Rasulullah shallallahu alaihi wasallam bersabda, “Tidak seorangpun
yang mengunjungi kuburan saudaranya dan duduk kepadanya (untuk
mendoakannya) kecuali dia merasa bahagia dan menemaninya hingga dia
berdiri meninggalkan kuburan itu.” (HR. Ibnu Abu Dunya dari Aisyah dalam
kitab Al-Qubûr).
Rasulullah shallallahu alaihi wasallam bersabda, “Tidak seorang pun
melewati kuburan saudaranya yang mukmin yang dia kenal selama hidup di
dunia, lalu orang yang lewat itu mengucapkan salam untuknya, kecuali dia
mengetahuinya dan menjawab salamnya itu.” (Hadis Shahih riwayat Ibnu
Abdul Bar dari Ibnu Abbas di dalam kitab Al-Istidzkar dan At-Tamhid).
Dari Abu Hurairah , Rasulullah bersabda: Tidak seorang pun yang
memberi salam kepadaku kecuali Allah akan menyampaikan kepada ruhku
sehingga aku bisa menjawab salam itu.(HR. Abu Dawud)
Oleh karenanya bagi umat Islam yang tidak lagi memiliki waktu untuk
menziarahi ahli kubur setiap hari Jum’at maka untuk menjaga tali
silaturahmi dapat mengirimi hadiah bacaan setiap malam Jum’at.
Jadi mereka yang melarang (mengharamkan) hadiah bacaan Yasin setiap
malam Jum’at maka ketika mereka di alam barzakh (alam penantian) yang
sangat lebih lama dari alam dunia dalam kesendirian karena tidak ada
yang bersilaturahmi.
Nabi shallahu ‘alaihi wa sallam bersabda : “Bacalah surat Yaasiin
untuk orang yang mati di antara kamu.” (Riwayat Imam Abu Dawud; kitab
Sunan Abu Dawud, Juz III, halaman 191)
Al-Faqih al-Hanbali al-Ushuli al-Mutqin al-‘allamah Qadhi qudhah,
Ibnu an-Najjar berkomentar : “Hadits tersebut mencangkup orang yang
sekarat maupun sudah wafat, baik sebelum dimakamkan atau pun sudah
dimakamkan. Setelah dimakamkan, maka itu adalah makna hadits secara
hakikat (dhahir) dan sebelum dimakamkan, maka itu makna hadits secara
majaz “ (Mukhtashar at-Tahrir syarh al-Kaukab al-Munir : 3/193)

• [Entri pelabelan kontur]
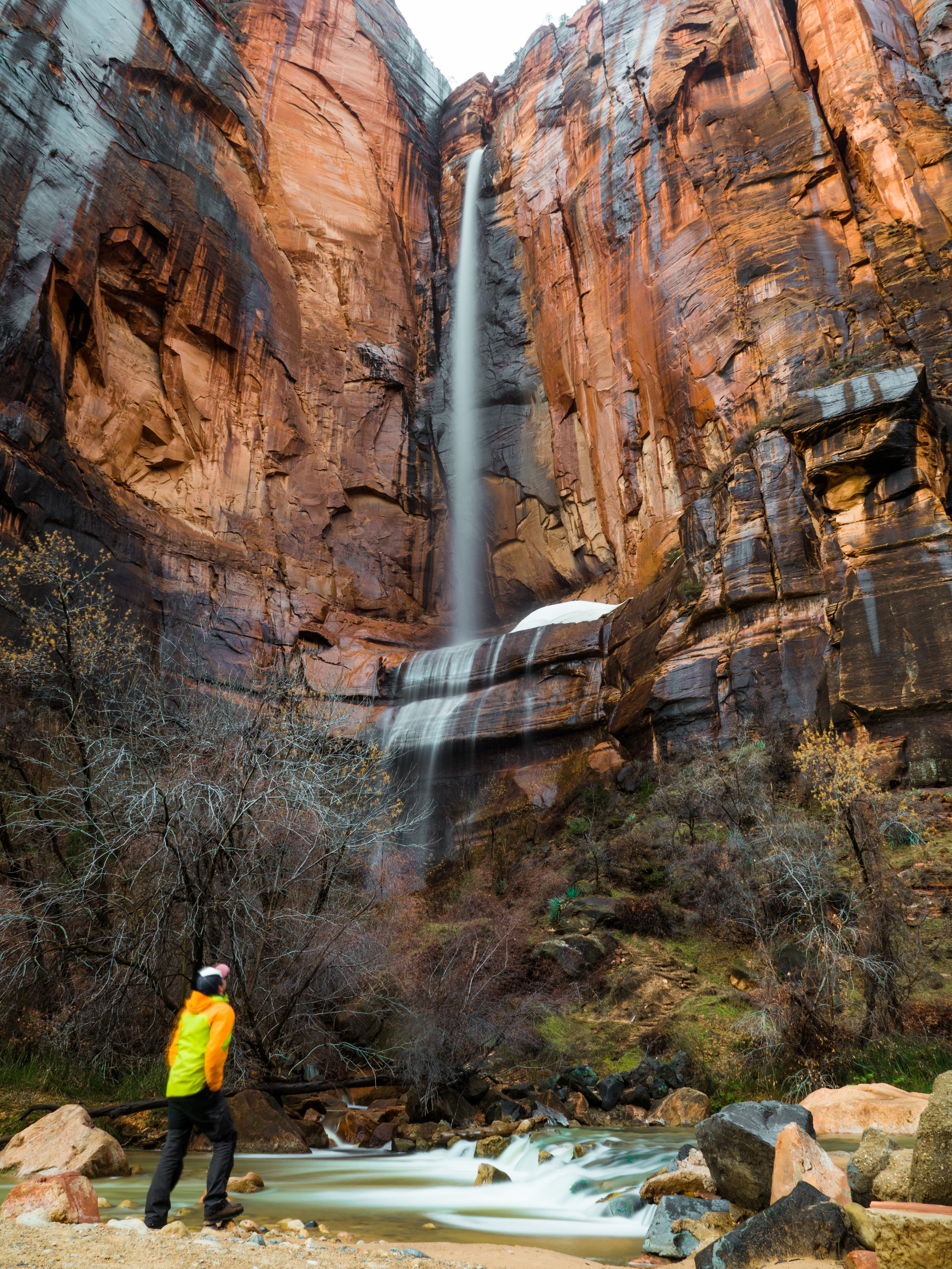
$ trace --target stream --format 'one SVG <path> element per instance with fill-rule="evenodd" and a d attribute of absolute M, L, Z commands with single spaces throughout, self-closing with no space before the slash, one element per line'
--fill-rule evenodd
<path fill-rule="evenodd" d="M 543 1129 L 513 1138 L 499 1159 L 486 1160 L 508 1173 L 512 1184 L 480 1187 L 473 1180 L 484 1160 L 475 1157 L 472 1142 L 462 1141 L 448 1150 L 414 1155 L 340 1145 L 310 1156 L 237 1155 L 234 1174 L 250 1170 L 264 1179 L 264 1190 L 239 1197 L 245 1214 L 261 1225 L 298 1217 L 368 1241 L 523 1244 L 625 1264 L 641 1250 L 652 1209 L 612 1216 L 599 1199 L 638 1185 L 674 1159 L 685 1141 L 693 1141 L 688 1128 Z M 579 1143 L 592 1150 L 572 1159 Z M 541 1150 L 552 1154 L 550 1162 L 538 1162 Z M 187 1157 L 170 1220 L 178 1214 L 187 1225 L 201 1226 L 199 1199 L 209 1157 Z M 159 1151 L 129 1151 L 129 1165 L 140 1164 L 141 1176 L 94 1181 L 113 1208 L 122 1199 L 133 1204 L 132 1209 L 105 1209 L 103 1220 L 142 1216 L 157 1160 Z M 11 1179 L 0 1185 L 0 1199 L 10 1184 Z M 426 1230 L 426 1223 L 437 1228 Z"/>

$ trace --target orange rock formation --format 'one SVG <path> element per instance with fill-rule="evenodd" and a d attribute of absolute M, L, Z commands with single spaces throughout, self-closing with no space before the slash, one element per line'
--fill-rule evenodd
<path fill-rule="evenodd" d="M 533 727 L 649 754 L 817 716 L 952 778 L 946 22 L 605 0 L 449 94 L 390 0 L 15 0 L 6 533 L 105 543 L 223 666 L 301 641 L 386 697 L 448 618 L 482 145 L 489 624 L 628 600 L 533 662 Z M 514 675 L 470 709 L 496 737 Z"/>

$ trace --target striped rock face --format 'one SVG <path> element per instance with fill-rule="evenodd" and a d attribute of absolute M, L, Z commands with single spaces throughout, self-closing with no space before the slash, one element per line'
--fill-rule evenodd
<path fill-rule="evenodd" d="M 105 544 L 147 618 L 212 614 L 222 669 L 297 645 L 355 717 L 390 708 L 452 626 L 484 148 L 487 640 L 404 708 L 518 749 L 546 805 L 609 736 L 814 714 L 886 779 L 952 778 L 944 5 L 607 0 L 452 94 L 390 0 L 5 22 L 9 532 Z M 611 640 L 510 674 L 501 631 L 583 591 L 623 604 Z"/>

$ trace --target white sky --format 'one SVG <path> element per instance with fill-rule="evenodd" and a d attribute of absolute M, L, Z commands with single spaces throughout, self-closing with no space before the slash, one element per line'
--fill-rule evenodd
<path fill-rule="evenodd" d="M 500 75 L 537 27 L 572 14 L 580 0 L 395 0 L 452 88 L 480 71 Z"/>

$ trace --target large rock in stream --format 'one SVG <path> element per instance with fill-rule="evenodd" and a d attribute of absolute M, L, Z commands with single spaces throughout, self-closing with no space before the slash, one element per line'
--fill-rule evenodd
<path fill-rule="evenodd" d="M 919 1119 L 909 1178 L 913 1203 L 952 1203 L 952 1071 L 939 1075 Z"/>
<path fill-rule="evenodd" d="M 788 1123 L 815 1136 L 810 1112 L 782 1101 L 737 1101 L 697 1126 L 698 1146 L 722 1198 L 754 1212 L 769 1204 L 777 1137 Z"/>
<path fill-rule="evenodd" d="M 696 1269 L 760 1269 L 798 1258 L 838 1260 L 850 1228 L 839 1204 L 800 1181 L 786 1198 L 698 1251 L 694 1264 Z"/>
<path fill-rule="evenodd" d="M 0 1154 L 0 1173 L 17 1169 L 22 1179 L 79 1173 L 124 1176 L 126 1151 L 116 1137 L 95 1128 L 80 1105 L 65 1105 L 18 1132 Z"/>

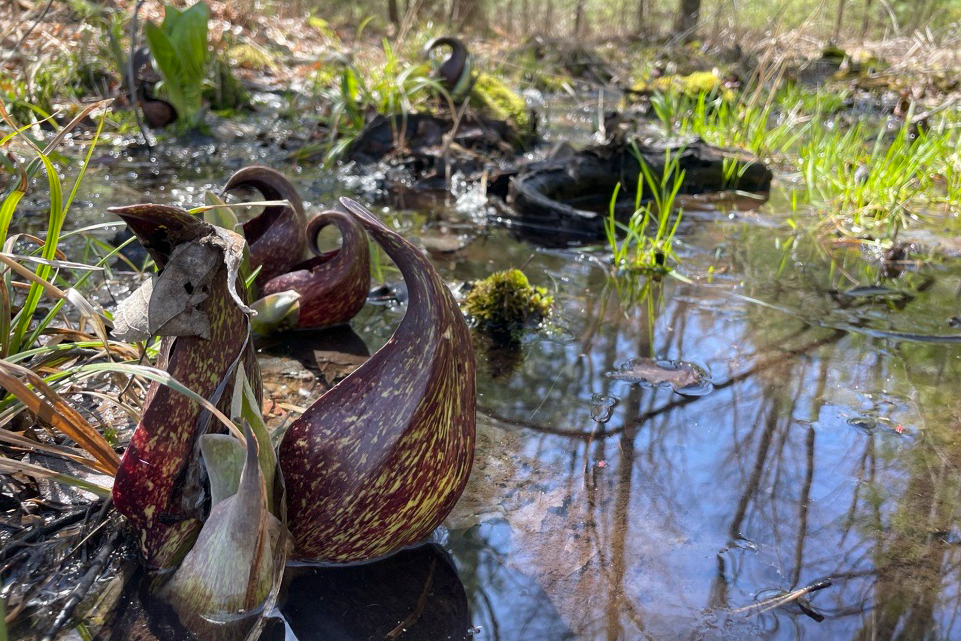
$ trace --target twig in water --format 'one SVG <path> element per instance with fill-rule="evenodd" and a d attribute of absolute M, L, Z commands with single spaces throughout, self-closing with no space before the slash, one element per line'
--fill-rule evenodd
<path fill-rule="evenodd" d="M 748 614 L 748 616 L 751 616 L 752 614 L 760 614 L 762 612 L 767 612 L 768 610 L 772 610 L 776 607 L 786 605 L 792 601 L 797 601 L 801 597 L 803 597 L 805 594 L 808 594 L 810 592 L 817 592 L 818 590 L 823 590 L 825 587 L 830 587 L 830 585 L 831 585 L 831 580 L 829 579 L 819 579 L 815 581 L 811 581 L 802 588 L 794 590 L 792 592 L 788 592 L 787 594 L 779 594 L 777 596 L 771 597 L 770 599 L 765 599 L 762 602 L 752 604 L 750 605 L 745 605 L 744 607 L 739 607 L 736 610 L 734 610 L 733 613 L 740 614 L 741 612 L 747 612 L 748 610 L 755 610 Z"/>
<path fill-rule="evenodd" d="M 406 632 L 410 626 L 417 623 L 420 619 L 420 615 L 424 613 L 424 607 L 427 605 L 428 595 L 431 594 L 431 584 L 433 583 L 433 568 L 437 565 L 437 559 L 431 561 L 431 571 L 427 574 L 427 580 L 424 581 L 424 590 L 421 592 L 420 599 L 417 600 L 417 605 L 414 606 L 413 612 L 407 615 L 407 618 L 397 624 L 397 628 L 387 632 L 387 638 L 390 641 L 394 641 L 401 634 Z"/>
<path fill-rule="evenodd" d="M 120 538 L 121 529 L 117 529 L 111 534 L 111 537 L 103 544 L 100 548 L 100 552 L 94 557 L 93 562 L 90 564 L 90 569 L 86 571 L 84 578 L 80 579 L 80 582 L 73 588 L 73 592 L 67 597 L 66 602 L 63 604 L 63 607 L 57 614 L 57 618 L 54 619 L 53 624 L 47 629 L 46 633 L 40 637 L 40 641 L 53 641 L 54 637 L 57 636 L 61 629 L 66 625 L 66 622 L 70 620 L 73 616 L 74 609 L 80 604 L 80 602 L 84 600 L 86 593 L 90 591 L 90 586 L 93 581 L 97 579 L 100 573 L 104 571 L 104 566 L 107 565 L 107 559 L 110 558 L 111 553 L 116 548 L 117 540 Z"/>

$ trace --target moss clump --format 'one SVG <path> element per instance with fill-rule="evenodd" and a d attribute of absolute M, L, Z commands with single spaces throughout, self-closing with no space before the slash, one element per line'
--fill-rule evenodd
<path fill-rule="evenodd" d="M 234 44 L 227 50 L 227 58 L 236 66 L 251 71 L 267 71 L 277 68 L 277 61 L 266 49 L 253 44 Z"/>
<path fill-rule="evenodd" d="M 649 83 L 638 83 L 630 87 L 631 93 L 647 94 L 679 93 L 689 98 L 697 98 L 702 93 L 716 93 L 725 100 L 733 100 L 734 92 L 725 87 L 724 80 L 716 71 L 695 71 L 682 76 L 679 74 L 661 76 Z"/>
<path fill-rule="evenodd" d="M 533 122 L 524 98 L 488 73 L 479 73 L 471 89 L 471 98 L 481 111 L 499 120 L 506 120 L 522 136 L 533 133 Z"/>
<path fill-rule="evenodd" d="M 505 269 L 476 283 L 464 309 L 480 329 L 517 339 L 525 327 L 547 316 L 553 303 L 554 297 L 532 286 L 520 269 Z"/>

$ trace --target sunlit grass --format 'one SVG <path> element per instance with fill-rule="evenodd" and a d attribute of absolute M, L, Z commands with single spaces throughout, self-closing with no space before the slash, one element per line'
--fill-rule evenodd
<path fill-rule="evenodd" d="M 925 128 L 912 121 L 913 109 L 903 119 L 846 109 L 844 92 L 831 88 L 750 95 L 656 95 L 652 107 L 668 135 L 741 148 L 797 176 L 793 210 L 845 234 L 893 239 L 929 214 L 961 213 L 956 111 Z"/>

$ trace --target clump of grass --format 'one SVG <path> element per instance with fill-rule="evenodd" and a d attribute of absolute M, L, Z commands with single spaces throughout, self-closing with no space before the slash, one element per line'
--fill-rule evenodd
<path fill-rule="evenodd" d="M 327 136 L 322 142 L 300 149 L 298 158 L 321 154 L 330 164 L 363 131 L 369 113 L 408 113 L 426 106 L 431 96 L 446 95 L 443 86 L 430 76 L 428 64 L 406 62 L 386 38 L 382 40 L 382 48 L 383 61 L 369 66 L 343 60 L 339 65 L 317 69 L 314 92 L 327 106 L 321 118 Z"/>
<path fill-rule="evenodd" d="M 464 298 L 464 310 L 481 330 L 516 340 L 551 311 L 554 297 L 535 287 L 520 269 L 494 272 L 476 283 Z"/>
<path fill-rule="evenodd" d="M 617 220 L 617 196 L 621 187 L 618 184 L 610 199 L 604 233 L 616 268 L 663 273 L 669 269 L 668 258 L 674 255 L 674 236 L 682 213 L 676 205 L 684 181 L 684 171 L 679 167 L 680 155 L 672 156 L 668 150 L 663 173 L 654 176 L 636 144 L 632 152 L 641 165 L 634 193 L 634 212 L 627 224 Z M 645 197 L 649 202 L 643 202 Z M 624 237 L 620 238 L 622 234 Z"/>

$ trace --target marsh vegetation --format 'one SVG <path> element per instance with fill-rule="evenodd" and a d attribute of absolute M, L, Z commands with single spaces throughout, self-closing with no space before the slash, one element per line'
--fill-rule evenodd
<path fill-rule="evenodd" d="M 959 21 L 4 5 L 0 639 L 958 638 Z"/>

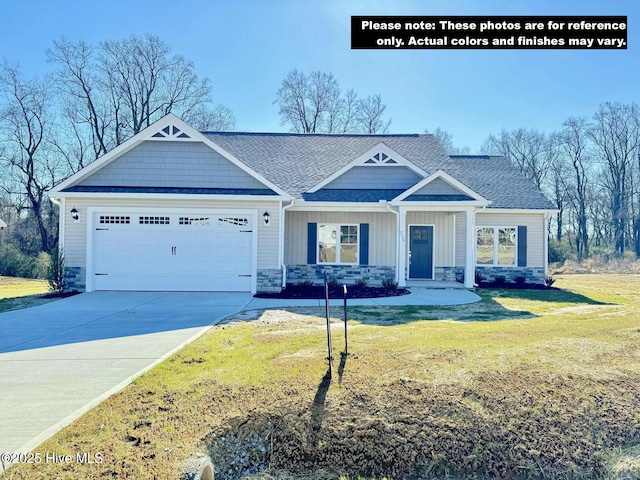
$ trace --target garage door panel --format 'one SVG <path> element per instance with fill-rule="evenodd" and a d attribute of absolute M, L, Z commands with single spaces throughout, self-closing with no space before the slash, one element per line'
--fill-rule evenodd
<path fill-rule="evenodd" d="M 221 222 L 216 215 L 127 215 L 129 223 L 116 225 L 100 224 L 101 217 L 94 220 L 96 290 L 251 290 L 255 259 L 246 215 Z"/>

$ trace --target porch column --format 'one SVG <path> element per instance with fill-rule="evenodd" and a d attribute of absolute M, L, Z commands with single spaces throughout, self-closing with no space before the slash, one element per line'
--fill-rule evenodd
<path fill-rule="evenodd" d="M 476 246 L 476 214 L 474 210 L 467 210 L 466 223 L 466 252 L 464 256 L 464 286 L 473 288 L 476 277 L 475 246 Z"/>
<path fill-rule="evenodd" d="M 398 286 L 407 285 L 407 212 L 400 210 L 398 215 Z"/>

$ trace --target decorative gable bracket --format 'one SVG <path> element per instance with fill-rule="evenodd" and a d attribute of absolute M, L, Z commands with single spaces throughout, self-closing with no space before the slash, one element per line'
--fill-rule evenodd
<path fill-rule="evenodd" d="M 424 170 L 419 168 L 414 163 L 410 162 L 402 155 L 397 152 L 394 152 L 388 145 L 383 142 L 380 142 L 375 147 L 369 149 L 358 158 L 350 162 L 349 164 L 342 167 L 340 170 L 335 172 L 328 178 L 325 178 L 322 182 L 317 184 L 315 187 L 309 189 L 307 193 L 315 193 L 324 186 L 333 182 L 336 178 L 340 177 L 344 173 L 348 172 L 354 167 L 406 167 L 409 170 L 412 170 L 420 177 L 426 177 L 427 174 Z"/>
<path fill-rule="evenodd" d="M 150 136 L 149 140 L 181 140 L 191 139 L 189 135 L 180 130 L 175 125 L 167 125 L 162 130 L 157 131 Z"/>

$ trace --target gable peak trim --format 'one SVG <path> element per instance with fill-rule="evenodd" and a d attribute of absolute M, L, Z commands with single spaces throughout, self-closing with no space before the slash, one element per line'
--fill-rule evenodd
<path fill-rule="evenodd" d="M 306 193 L 317 192 L 354 167 L 406 167 L 418 174 L 420 177 L 424 178 L 427 176 L 427 173 L 420 167 L 404 158 L 384 142 L 380 142 L 356 159 L 349 162 L 333 175 L 325 178 L 322 182 L 309 189 Z"/>
<path fill-rule="evenodd" d="M 470 189 L 464 183 L 462 183 L 461 181 L 459 181 L 456 178 L 452 177 L 451 175 L 449 175 L 447 172 L 445 172 L 442 169 L 438 169 L 434 173 L 429 175 L 428 177 L 423 178 L 418 183 L 416 183 L 413 187 L 407 189 L 401 195 L 398 195 L 396 198 L 394 198 L 392 200 L 392 202 L 393 203 L 398 203 L 398 202 L 404 201 L 405 199 L 407 199 L 408 197 L 410 197 L 411 195 L 413 195 L 417 191 L 421 190 L 426 185 L 429 185 L 431 182 L 433 182 L 434 180 L 436 180 L 438 178 L 444 180 L 446 183 L 451 185 L 453 188 L 459 190 L 461 193 L 463 193 L 465 195 L 468 195 L 469 197 L 473 198 L 474 201 L 481 202 L 484 205 L 488 205 L 490 203 L 482 195 L 476 193 L 474 190 Z"/>
<path fill-rule="evenodd" d="M 184 132 L 175 123 L 170 123 L 156 133 L 151 134 L 149 140 L 191 140 L 191 135 Z"/>

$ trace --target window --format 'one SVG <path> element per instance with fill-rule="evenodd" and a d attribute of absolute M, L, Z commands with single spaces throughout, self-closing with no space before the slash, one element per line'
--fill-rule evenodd
<path fill-rule="evenodd" d="M 179 217 L 178 225 L 209 225 L 209 217 Z"/>
<path fill-rule="evenodd" d="M 479 227 L 476 230 L 476 264 L 515 265 L 517 245 L 515 227 Z"/>
<path fill-rule="evenodd" d="M 140 225 L 169 225 L 169 217 L 140 217 Z"/>
<path fill-rule="evenodd" d="M 100 223 L 131 223 L 131 217 L 121 217 L 118 215 L 100 215 Z"/>
<path fill-rule="evenodd" d="M 358 225 L 318 225 L 318 263 L 358 263 Z"/>

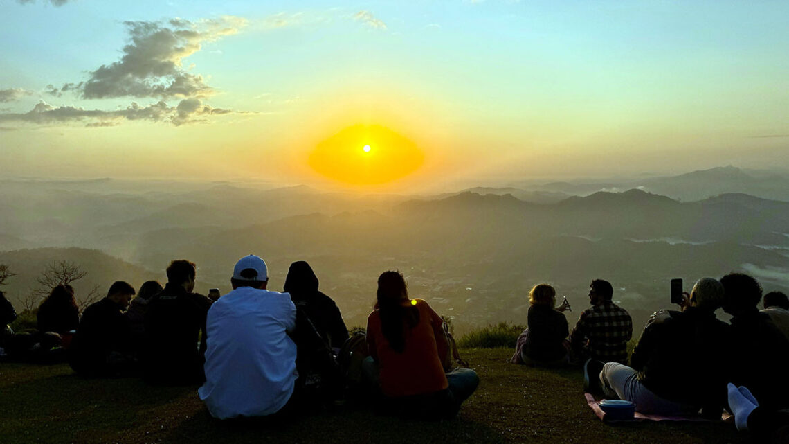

• [Soal 1]
Jawab pertanyaan berikut berdasarkan teks tentang ziarah kubur.
(a) Dari siapa Ibnu Abu Dunya meriwayatkan hadis tentang orang yang mengunjungi kuburan saudaranya, dan dalam kitab apa?
(b) Kapan umat Islam yang tidak lagi sempat menziarahi ahli kubur setiap hari Jum'at dapat mengirimi hadiah bacaan?
(c) Siapa yang berkomentar bahwa hadits "Bacalah surat Yaasiin untuk orang yang mati di antara kamu" mencakup orang yang sekarat maupun sudah wafat?
• [Soal 2]
Tentukan apakah setiap pernyataan berikut sesuai dengan teks tentang ziarah kubur. Sertakan kutipan yang menjadi dasarnya.
(a) Dalam hadis riwayat Abu Dawud dari Abu Hurairah, Allah menyampaikan salam kepada ruh Rasulullah.
(b) Hadis riwayat Ibnu Abdul Bar tentang salam di kuburan berasal dari Aisyah.
(c) Menurut Ibnu an-Najjar, makna hadits setelah dimakamkan adalah makna secara majaz.
• [Soal 3]
Lanjutkan teks tentang ziarah kubur mulai dari kalimat terakhir yang ditampilkan.

• [Jawaban Tertulis 1]
(a) Dari Aisyah, dalam kitab Al-Qubûr.
(b) Setiap malam Jum'at.
(c) Ibnu an-Najjar.

• [Jawaban Tertulis 2]
(a) Ya: "kecuali Allah akan menyampaikan kepada ruhku sehingga aku bisa menjawab salam itu."
(b) Tidak: "riwayat Ibnu Abdul Bar dari Ibnu Abbas"
(c) Tidak: "Setelah dimakamkan, maka itu adalah makna hadits secara hakikat (dhahir)"

• [Jawaban Tertulis 3]
Ada pula orang-orang yang menyampaikan potongan pendapat Imam Syafi’i
~rahimahullah bahwa bacaan Al Qur’an tidak sampai kepada yang wafat
sehingga pendapat tersebut menjadi pendapat masyhur
Latar belakang Al Imam Syafi’i ~rahimahullah mengatakan bahwa bacaan
Al Qur’an tidak sampai kepada yang wafat, karena orang-orang kaya yang
di masa itu jauh hari sebelum mereka wafat, mereka akan membayar
orang-orang agar jika ia telah wafat mereka menghatamkan Al Qur’an
berkali-kali dan pahalanya untuknya, maka Al Imam Syafi’i ~rahimahullah
mengatakan bahwa pahala bacaan Al Qur’an tidak bisa sampai kepada yang
wafat.
Syarat sampai pahala bacaan tergantung niat (hati) jika niat tidak
lurus seperti niat “jual-beli” maka pahala bacaan tidak akan sampai.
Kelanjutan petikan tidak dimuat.